What to do: Reproduce the passage of the article on women and investing that runs from "While women may" up to and including "budget to invest.", keeping every word and punctuation mark unchanged.
--- BEGIN Page excerpt ---
Financial Planning For Women – Why Are Women Being Left Behind When It Comes To Investing: The Common 7 Challenges

An article by Forbes magazine titled “Investing Is On The Rise, But Women Are Being Left Behind” prompted me to share my thoughts on women and investing. Most of my female clients generally understand the need to invest, and they want to be successful investors, especially when I bring up to them the point that investing helps to create a secondary income.

They understand that investments can help them to meet their long-term goals, like maximizing their retirement income for example. They are also driven to be self-sufficient, hence the need for wealth accumulation through investment.

Yet, the recent study from Forbes has shown that men (23%) are investing more than women (only 10%).

So, why then is there such a disparity between perception and reality?

Women are more hesitant than men in investing because of a few common reasons. If you are hesitant in investing, you may relate to these 7 common challenges faced by women:

1. Not understanding the risks involved

One reason behind why women are more hesitant than men in investing is because of the risks involved. When a woman does not understand the extent of the risk involved, she will opt for safe financial instruments so as to maintain consistency to her cashflow.

Rather than take the risk to pursue the unknown, she is more likely to leave the money in the bank for a much lower but consistent interest rate, to spare herself the stress of having to monitor it in an investment with a higher interest rate with higher volatility.

2. Having lesser to invest

Because of the gender income gap, many women generally still earn lesser than men, even in similar positions, which leaves them with lesser to invest. Add in the woman’s natural hardwiring to play the role of the sacrificial giver, this leaves her with very little financial resources left to consider investing.

Often women also have to play the role of being a caregiver, for example, looking after their aging and ailing parents, which may result in a loss of work income. Being a carer takes up much time, which means the majority of them have to stop working or reduce their workloads. This results in having lesser to invest. This commitment comes with a financial sacrifice, and it is prudent to plan for this in advance.

3. Tendency to overspend

While women may have a well-thought out budget, they can also tend to overspend. This may be because they tie their financial decisions with other emotional considerations, such as buying gifts for their children or taking them on holidays beyond their budget or even paying for a nephew’s education when they are underfunded for their own retirement.

When I bring up these topics with my female clients, they often agree that they should not be so generous to the extent that it is beyond their own capability. Yet, their natural emotional wiring causes them to continue giving up their own needs to provide for others, leading to a higher propensity to suffer from bad financial decision-making. Thus, it can often result in women not having the budget to invest.

4. Inability to relate to the concepts of investing

In my opinion, the concepts of investing are generally communicated in a way that may not be best suited to help women make decisions. For example, when it comes to investing, I find that my female clients can relate better through concepts and stories, both of which appeal to their emotions, rather than charts, rows of projections and hard numbers, which speak purely to logic.

When the female client is unable to relate, she naturally tends to be more conservative in making investment decisions. Sometimes, the female client can make a decision to invest not only for the purpose of getting the highest returns but for other reasons such as the desire to “want their money to do something” or “try out investing”. While these are not the traditionally accepted reasons for making an investment, they can be just as important to a woman in her decision making.
--- END Page excerpt ---
--- BEGIN Listed entries ---
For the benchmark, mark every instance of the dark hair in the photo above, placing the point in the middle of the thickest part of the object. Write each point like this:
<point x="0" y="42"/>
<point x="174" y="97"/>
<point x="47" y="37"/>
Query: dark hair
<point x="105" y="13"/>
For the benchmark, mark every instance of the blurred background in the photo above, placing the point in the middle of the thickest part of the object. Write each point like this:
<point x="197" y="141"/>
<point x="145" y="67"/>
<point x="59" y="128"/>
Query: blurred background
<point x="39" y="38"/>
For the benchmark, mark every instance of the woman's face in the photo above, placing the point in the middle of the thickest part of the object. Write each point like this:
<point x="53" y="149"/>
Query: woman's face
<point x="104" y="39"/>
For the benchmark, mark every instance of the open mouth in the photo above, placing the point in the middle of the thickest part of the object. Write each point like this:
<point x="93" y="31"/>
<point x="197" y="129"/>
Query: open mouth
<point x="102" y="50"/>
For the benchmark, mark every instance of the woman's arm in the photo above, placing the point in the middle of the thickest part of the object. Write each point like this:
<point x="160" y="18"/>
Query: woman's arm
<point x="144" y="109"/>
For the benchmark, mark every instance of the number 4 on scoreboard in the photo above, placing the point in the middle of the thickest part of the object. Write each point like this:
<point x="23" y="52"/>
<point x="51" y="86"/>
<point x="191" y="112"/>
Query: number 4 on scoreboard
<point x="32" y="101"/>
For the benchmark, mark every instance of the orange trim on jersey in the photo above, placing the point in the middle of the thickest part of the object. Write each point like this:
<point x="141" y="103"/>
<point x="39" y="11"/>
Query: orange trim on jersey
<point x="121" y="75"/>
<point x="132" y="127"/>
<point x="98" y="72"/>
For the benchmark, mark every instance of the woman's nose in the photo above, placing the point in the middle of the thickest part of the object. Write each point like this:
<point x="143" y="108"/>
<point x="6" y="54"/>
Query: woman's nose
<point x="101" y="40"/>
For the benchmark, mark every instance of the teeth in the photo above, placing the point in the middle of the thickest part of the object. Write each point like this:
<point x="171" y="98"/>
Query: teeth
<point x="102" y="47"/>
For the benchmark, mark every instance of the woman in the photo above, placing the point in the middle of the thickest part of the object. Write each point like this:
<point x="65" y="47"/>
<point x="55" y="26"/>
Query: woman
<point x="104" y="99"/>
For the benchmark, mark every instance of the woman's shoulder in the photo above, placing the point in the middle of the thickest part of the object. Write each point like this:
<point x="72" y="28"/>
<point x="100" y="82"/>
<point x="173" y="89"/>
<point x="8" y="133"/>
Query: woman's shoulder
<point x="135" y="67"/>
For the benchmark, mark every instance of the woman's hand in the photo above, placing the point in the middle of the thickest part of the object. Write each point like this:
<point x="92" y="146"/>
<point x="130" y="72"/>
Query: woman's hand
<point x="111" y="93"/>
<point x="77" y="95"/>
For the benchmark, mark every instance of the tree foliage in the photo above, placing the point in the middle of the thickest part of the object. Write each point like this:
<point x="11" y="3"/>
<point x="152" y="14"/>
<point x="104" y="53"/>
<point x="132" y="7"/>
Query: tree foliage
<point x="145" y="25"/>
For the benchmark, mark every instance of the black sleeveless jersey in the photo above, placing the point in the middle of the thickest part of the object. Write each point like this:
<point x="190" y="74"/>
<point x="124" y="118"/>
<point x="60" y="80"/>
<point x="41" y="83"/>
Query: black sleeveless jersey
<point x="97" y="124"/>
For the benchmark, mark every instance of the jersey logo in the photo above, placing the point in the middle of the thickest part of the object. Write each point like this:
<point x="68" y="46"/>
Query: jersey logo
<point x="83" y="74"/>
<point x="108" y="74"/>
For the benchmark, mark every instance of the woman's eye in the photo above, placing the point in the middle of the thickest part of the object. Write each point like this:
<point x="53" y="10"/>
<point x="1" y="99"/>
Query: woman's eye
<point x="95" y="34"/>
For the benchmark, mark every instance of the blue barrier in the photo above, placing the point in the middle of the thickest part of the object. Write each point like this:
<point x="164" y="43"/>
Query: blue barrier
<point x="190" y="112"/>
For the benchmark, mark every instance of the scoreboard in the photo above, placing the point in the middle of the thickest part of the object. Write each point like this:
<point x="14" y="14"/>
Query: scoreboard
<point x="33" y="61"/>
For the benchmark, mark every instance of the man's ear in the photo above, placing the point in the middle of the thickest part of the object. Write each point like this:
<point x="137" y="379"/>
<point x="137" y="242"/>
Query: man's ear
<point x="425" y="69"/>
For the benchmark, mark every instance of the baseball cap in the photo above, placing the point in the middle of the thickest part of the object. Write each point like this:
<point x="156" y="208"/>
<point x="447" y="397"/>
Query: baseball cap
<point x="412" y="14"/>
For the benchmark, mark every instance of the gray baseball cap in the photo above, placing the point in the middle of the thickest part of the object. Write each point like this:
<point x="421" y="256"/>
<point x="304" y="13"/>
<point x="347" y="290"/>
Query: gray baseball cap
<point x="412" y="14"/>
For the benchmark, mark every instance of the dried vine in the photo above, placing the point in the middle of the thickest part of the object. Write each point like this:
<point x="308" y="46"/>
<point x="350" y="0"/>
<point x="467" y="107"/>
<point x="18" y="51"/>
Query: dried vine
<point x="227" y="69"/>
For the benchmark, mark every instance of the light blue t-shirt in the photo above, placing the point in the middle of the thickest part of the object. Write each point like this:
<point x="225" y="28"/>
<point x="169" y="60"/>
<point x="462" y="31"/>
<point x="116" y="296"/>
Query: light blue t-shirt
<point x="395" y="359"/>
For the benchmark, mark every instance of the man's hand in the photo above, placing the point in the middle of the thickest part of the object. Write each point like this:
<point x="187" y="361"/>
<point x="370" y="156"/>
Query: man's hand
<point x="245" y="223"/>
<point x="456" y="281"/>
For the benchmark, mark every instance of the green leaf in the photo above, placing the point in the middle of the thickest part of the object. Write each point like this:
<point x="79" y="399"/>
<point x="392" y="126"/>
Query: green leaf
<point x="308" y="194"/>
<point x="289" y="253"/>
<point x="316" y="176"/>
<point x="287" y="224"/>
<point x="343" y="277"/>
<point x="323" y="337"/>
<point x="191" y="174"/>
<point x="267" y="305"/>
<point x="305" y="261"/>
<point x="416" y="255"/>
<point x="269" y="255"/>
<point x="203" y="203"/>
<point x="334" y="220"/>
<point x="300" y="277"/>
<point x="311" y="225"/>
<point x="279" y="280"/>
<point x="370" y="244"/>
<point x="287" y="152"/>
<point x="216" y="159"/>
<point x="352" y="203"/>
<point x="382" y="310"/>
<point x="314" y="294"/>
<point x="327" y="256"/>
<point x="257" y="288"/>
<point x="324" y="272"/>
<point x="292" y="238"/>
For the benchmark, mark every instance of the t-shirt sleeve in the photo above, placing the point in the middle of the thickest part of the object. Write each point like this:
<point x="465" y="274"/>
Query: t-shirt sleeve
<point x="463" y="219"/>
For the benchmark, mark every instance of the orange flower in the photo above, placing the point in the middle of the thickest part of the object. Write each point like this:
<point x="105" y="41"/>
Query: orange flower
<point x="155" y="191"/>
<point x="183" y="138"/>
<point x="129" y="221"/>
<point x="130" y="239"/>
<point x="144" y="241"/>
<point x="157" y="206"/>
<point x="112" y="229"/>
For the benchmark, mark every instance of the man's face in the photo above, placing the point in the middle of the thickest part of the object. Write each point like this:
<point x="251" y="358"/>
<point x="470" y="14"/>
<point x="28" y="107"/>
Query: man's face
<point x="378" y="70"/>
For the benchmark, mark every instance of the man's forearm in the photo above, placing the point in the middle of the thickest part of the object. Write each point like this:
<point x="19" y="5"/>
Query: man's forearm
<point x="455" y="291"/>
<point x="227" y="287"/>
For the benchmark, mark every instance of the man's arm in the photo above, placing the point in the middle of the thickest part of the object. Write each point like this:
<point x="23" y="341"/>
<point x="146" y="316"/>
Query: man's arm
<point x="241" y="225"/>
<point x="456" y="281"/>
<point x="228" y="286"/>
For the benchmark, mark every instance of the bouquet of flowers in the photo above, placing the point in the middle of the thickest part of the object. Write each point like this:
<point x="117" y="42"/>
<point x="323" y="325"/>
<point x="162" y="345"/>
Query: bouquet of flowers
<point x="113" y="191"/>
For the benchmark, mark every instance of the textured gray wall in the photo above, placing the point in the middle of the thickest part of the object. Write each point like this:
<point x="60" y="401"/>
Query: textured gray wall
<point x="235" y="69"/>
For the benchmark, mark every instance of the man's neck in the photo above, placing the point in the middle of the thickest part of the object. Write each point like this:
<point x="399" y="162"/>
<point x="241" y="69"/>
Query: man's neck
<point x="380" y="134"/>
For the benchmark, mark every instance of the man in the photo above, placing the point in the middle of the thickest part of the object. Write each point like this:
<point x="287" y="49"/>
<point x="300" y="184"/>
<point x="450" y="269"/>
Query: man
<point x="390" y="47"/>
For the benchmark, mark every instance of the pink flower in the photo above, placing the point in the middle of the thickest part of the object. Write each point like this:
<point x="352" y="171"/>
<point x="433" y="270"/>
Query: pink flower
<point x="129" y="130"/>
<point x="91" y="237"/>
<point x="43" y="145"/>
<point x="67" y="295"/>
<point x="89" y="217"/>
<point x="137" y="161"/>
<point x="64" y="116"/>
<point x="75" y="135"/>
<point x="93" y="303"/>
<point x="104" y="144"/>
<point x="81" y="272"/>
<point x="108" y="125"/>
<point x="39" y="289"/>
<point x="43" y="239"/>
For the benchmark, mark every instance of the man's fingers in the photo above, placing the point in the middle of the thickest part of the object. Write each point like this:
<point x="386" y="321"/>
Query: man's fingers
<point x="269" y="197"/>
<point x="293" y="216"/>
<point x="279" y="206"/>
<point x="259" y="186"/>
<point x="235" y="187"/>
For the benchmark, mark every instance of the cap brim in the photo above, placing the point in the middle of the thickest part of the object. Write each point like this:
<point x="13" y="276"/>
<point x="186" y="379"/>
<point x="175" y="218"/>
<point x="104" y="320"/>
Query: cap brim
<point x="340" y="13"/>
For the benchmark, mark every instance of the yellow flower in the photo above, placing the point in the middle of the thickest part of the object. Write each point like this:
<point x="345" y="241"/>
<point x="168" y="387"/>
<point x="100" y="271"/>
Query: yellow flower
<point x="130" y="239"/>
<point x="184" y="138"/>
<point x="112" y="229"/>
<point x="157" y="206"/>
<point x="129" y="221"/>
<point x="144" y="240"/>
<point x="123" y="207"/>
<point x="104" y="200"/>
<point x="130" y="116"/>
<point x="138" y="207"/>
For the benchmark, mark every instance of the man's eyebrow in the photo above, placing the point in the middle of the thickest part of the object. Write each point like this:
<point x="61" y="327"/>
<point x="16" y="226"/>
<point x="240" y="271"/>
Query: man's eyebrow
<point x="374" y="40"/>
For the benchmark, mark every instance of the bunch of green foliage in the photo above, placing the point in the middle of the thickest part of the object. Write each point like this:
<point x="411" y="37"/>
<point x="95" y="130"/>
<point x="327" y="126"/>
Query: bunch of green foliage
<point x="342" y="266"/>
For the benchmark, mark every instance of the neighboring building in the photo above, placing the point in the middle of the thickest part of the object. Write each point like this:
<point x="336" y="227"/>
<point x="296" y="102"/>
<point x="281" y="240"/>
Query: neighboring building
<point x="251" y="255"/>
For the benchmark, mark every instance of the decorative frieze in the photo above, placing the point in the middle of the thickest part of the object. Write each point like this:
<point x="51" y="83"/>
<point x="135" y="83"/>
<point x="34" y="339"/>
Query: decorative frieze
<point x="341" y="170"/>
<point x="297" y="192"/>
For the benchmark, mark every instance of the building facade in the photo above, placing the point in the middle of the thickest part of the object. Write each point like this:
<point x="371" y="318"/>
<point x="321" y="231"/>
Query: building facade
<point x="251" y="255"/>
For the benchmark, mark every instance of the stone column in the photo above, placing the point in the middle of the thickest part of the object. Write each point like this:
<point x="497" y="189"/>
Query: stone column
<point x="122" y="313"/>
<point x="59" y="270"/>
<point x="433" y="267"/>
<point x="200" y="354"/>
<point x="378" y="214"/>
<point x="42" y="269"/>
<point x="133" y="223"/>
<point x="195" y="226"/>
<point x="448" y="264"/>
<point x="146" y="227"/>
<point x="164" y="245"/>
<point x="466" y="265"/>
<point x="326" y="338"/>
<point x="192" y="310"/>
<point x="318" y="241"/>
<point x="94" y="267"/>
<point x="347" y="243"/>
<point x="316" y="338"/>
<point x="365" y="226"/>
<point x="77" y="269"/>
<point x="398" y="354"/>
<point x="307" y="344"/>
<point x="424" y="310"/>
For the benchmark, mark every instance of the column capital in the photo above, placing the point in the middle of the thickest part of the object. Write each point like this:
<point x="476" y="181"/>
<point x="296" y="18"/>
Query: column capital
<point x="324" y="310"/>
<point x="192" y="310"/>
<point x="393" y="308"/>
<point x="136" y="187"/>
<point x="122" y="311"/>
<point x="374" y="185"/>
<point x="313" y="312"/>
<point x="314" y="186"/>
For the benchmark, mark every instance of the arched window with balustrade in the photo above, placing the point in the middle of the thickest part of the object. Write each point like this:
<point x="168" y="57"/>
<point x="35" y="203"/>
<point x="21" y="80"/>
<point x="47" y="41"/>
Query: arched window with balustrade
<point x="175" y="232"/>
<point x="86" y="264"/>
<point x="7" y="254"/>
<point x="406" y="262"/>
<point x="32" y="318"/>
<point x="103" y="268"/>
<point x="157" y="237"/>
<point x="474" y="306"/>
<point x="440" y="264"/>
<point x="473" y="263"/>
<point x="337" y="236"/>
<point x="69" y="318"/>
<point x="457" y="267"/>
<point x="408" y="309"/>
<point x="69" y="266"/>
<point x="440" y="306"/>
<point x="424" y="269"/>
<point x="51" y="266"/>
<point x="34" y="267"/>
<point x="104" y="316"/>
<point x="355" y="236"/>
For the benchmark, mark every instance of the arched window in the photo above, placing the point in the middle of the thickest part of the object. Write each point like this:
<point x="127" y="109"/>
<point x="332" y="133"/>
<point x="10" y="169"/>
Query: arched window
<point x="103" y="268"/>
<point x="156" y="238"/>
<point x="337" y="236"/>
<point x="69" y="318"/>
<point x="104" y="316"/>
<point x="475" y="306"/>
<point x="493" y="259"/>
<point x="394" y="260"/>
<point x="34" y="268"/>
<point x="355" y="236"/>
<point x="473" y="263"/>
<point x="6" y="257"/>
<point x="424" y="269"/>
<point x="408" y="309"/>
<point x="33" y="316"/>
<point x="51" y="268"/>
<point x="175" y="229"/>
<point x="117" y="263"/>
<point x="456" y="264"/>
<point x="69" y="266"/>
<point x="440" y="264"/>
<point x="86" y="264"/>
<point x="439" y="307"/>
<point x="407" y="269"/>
--- END Listed entries ---
Completed exercise:
While women may have a well-thought out budget, they can also tend to overspend. This may be because they tie their financial decisions with other emotional considerations, such as buying gifts for their children or taking them on holidays beyond their budget or even paying for a nephew’s education when they are underfunded for their own retirement.

When I bring up these topics with my female clients, they often agree that they should not be so generous to the extent that it is beyond their own capability. Yet, their natural emotional wiring causes them to continue giving up their own needs to provide for others, leading to a higher propensity to suffer from bad financial decision-making. Thus, it can often result in women not having the budget to invest.